> EXERCISE:
Retype the entries from the line with "sky is in this frame." to the line with "Reply with integer pixel coordinates like 730,232,933,417", including both of those lines, and leave the pictures out of your copy.

> SOURCE DATA:
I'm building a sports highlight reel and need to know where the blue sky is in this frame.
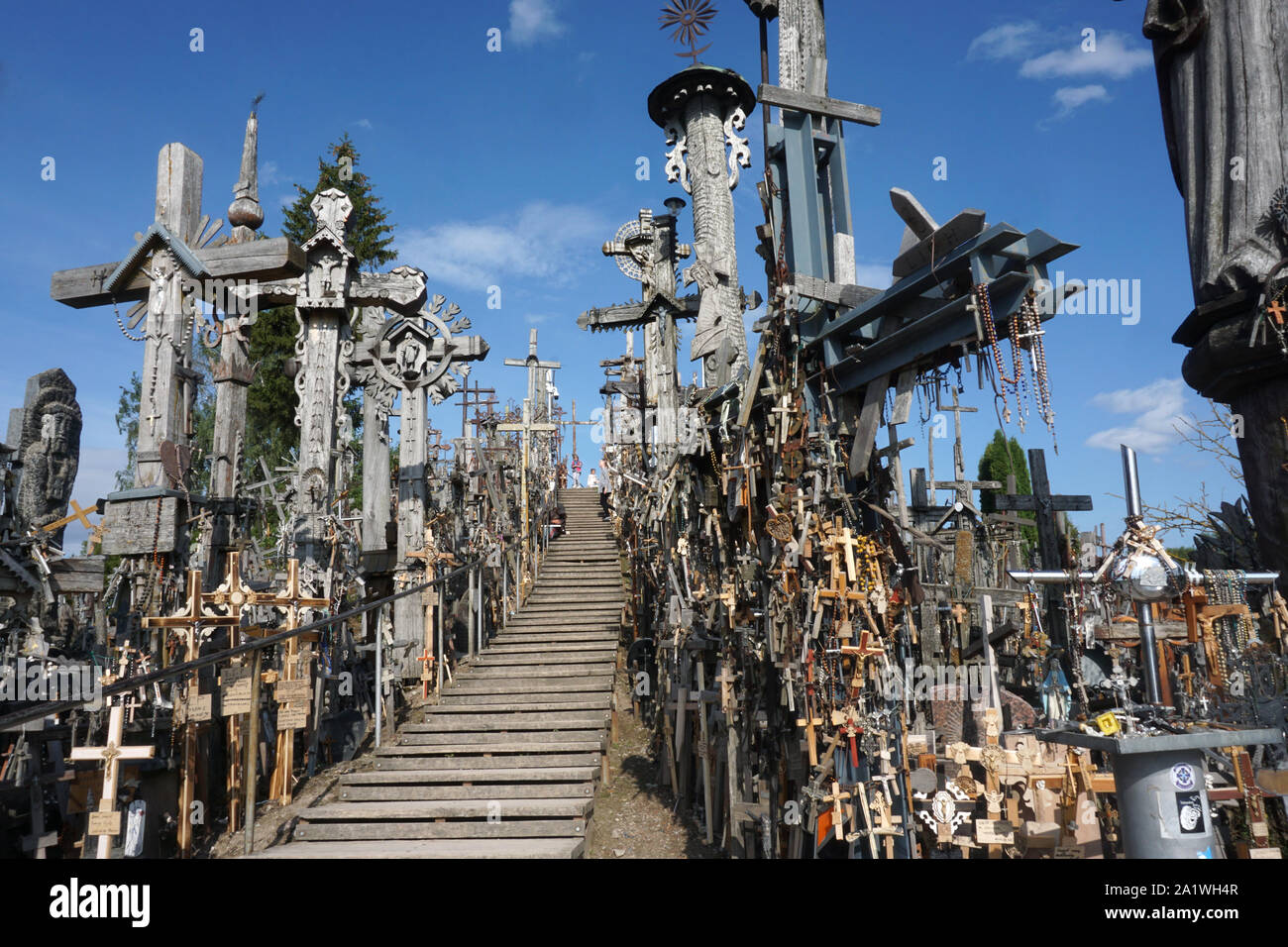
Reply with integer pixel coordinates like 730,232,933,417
--
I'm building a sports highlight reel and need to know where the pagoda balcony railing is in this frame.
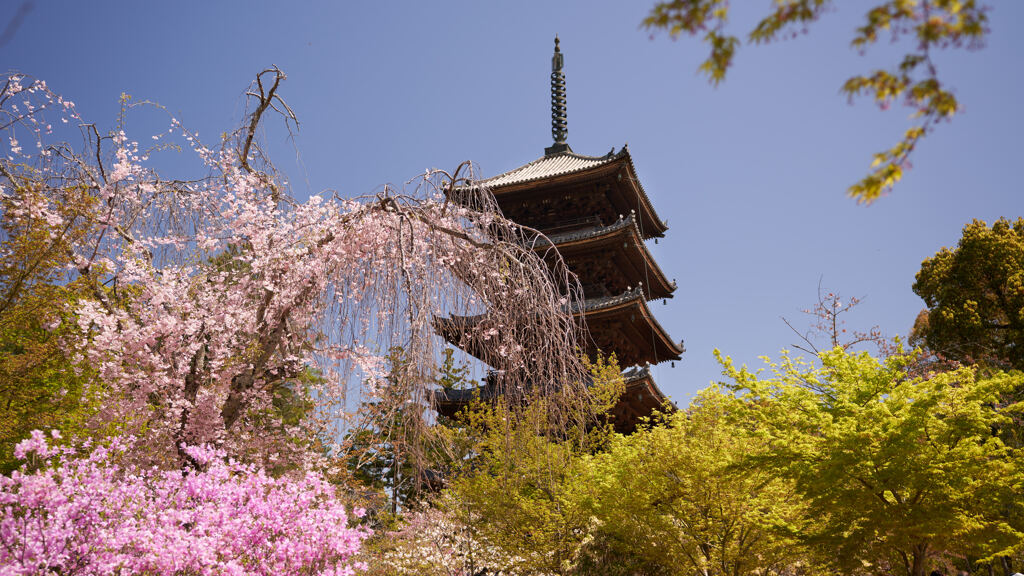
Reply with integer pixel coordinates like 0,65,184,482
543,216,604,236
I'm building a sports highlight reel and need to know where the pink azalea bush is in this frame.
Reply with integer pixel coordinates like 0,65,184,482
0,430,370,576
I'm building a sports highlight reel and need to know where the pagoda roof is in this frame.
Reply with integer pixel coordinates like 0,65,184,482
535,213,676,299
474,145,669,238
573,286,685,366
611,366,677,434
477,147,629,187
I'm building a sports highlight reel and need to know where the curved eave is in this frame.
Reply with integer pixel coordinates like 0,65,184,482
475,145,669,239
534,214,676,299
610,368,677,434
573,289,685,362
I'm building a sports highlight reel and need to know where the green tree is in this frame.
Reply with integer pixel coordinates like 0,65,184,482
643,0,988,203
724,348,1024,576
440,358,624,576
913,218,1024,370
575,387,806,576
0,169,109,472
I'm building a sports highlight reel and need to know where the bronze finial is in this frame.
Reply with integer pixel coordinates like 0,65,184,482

> SOLUTION TO THIS EXERCISE:
I'm building a sports highlight reel and need to know where the blue sky is in this frame.
Reply with integer pixel coordinates like 730,232,933,417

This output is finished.